- Input rows -
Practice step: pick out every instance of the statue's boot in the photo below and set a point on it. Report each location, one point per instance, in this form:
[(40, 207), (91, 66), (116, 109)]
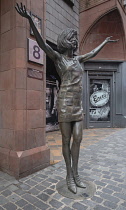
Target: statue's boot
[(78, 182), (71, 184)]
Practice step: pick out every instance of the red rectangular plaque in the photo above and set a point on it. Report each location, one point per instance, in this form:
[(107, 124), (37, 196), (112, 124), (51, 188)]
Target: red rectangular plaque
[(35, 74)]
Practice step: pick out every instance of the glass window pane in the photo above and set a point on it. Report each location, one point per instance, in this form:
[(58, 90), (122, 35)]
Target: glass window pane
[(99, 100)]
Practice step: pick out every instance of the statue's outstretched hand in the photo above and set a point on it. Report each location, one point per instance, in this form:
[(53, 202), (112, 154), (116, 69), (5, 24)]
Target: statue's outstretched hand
...
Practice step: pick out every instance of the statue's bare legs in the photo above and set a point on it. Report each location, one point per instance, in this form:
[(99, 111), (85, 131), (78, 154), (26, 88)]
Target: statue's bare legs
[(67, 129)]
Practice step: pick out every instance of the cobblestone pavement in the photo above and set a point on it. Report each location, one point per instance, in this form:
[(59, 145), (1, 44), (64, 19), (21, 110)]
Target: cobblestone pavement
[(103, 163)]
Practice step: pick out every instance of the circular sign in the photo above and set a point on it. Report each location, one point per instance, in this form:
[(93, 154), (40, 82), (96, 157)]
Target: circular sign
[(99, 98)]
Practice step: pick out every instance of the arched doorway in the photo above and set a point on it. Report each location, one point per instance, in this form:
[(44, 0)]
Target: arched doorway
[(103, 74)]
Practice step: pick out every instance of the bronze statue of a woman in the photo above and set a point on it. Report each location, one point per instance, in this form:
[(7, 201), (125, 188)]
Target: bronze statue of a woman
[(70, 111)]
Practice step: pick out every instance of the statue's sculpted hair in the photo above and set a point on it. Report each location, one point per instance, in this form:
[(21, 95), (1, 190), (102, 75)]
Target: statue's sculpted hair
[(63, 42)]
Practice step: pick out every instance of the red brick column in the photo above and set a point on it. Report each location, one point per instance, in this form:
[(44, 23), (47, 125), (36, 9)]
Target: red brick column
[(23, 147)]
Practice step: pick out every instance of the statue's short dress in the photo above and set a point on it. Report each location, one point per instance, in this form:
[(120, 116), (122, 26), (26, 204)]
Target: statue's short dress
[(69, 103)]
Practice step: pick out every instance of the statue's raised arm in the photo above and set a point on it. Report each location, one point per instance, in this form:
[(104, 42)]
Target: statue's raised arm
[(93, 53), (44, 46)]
...
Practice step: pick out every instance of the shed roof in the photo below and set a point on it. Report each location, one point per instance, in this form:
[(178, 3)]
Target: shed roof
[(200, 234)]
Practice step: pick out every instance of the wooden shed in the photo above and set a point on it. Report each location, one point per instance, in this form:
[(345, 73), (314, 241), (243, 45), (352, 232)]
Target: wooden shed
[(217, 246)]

- Exercise task -
Please copy word for word the lines from the one containing "Practice step: pick out every instance of the wooden" through the one containing "[(217, 246)]", including both.

- Correct result -
Practice step: pick out every instance of the wooden shed in the photo above and set a point on it. Report each location, one point per instance, in this form:
[(345, 73), (314, 241), (243, 45), (352, 232)]
Target: wooden shed
[(217, 246)]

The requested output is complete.